*EXERCISE DIRECTIONS*: Continue the piece on overlooked simple work in engineering design from the point where it stops.
START EXCERPTED TEXT
“Don’t sweat the petty things and don’t pet the sweaty things.” – George Carlin
In economic terms, you always want to give the easiest jobs to the lowest-paid employees. Save the hard stuff for the expensive and highly trained specialists. Ideally, you want each person working on a task they’re just barely qualified to perform; anything else is a waste of their talents and the company’s money. You don’t hire brain surgeons to dig ditches.
That’s a pretty cold and hard-nosed approach, but it makes commercial sense. In the engineering lab, you give the new guy the easy job of soldering prototype boards, while the CTO in the plush corner office thinks important thoughts about architecture and innovation.
Trouble is, it’s often the low-level stuff that can make or break your product. How often has poor quality capsized an otherwise grand product idea? Bad execution sinks brilliant concepts. The receptionist can be the most important person in the building.
And it’s often the most obvious bugs that get overlooked. While we’re hunting for obscure transmission-line effects on the signal analyzer, the real problem might be a bad solder joint, a bent pin on a connector, or a missing wire. The dumb stuff gets overlooked because we’re all too busy – or too proud – to bother looking for them.
“It’s not the problems you look at; it’s the ones you ignore” that cause product re-spins, says Todd Westerhoff, marketing guy at Mentor Graphics. Too many engineering groups employ specialists (or groups of specialists) who examine only their own narrow area of expertise. You bring in the signal-integrity guy to bless the tricky high-speed stuff, but not the rest of the board. He’s too expensive and his talents are needed elsewhere. So… how do you verify the other 95% of the design?
“We eyeball it.” That’s the actual response Westerhoff hears from product-design groups all the time. They throw talent at the hard parts of the design, assuming – or perhaps just hoping – that the easy parts will take care of themselves.
END EXCERPTED TEXT
START GIVEN DATA
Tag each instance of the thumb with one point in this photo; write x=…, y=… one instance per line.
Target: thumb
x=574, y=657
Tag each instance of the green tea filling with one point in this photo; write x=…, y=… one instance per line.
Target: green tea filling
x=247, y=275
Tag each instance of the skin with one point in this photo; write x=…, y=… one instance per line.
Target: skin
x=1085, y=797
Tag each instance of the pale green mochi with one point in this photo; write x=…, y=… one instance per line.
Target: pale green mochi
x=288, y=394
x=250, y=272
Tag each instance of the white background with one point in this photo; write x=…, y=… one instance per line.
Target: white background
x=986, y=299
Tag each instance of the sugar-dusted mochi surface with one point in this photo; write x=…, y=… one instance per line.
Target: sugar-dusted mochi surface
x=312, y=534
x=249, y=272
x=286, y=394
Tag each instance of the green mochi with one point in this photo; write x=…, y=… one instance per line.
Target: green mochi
END GIVEN DATA
*RESULT OF THE TASK*:
Back when he had a real job in engineering, Westerhoff recalls how a new product was held up for almost year because the design team couldn’t locate the source of a tricky signal-integrity problem. Call in the experts from out of town! Fire up the high-end analyzers. Spin the expensive silicon design. Run another simulation. Pore over the EDA tools’ reports. Nothing worked.
“It turned out to be a devastatingly simple problem,” he admits. By looking at the package design as-built, anyone could see that there weren’t enough stitching vias between two ground planes. The signal-return path was terrible. It was a layout bug that the EDA tools shouldn’t have allowed. But it was clear as day, once you looked. Nobody had checked the “easy stuff.” They’d all jumped to the conclusion that the problem must be subtle, exotic, and expensive. And the longer their bug hunt dragged out, the more they convinced themselves that it must be obscenely arcane. “It was supposed to be too simple to go wrong.”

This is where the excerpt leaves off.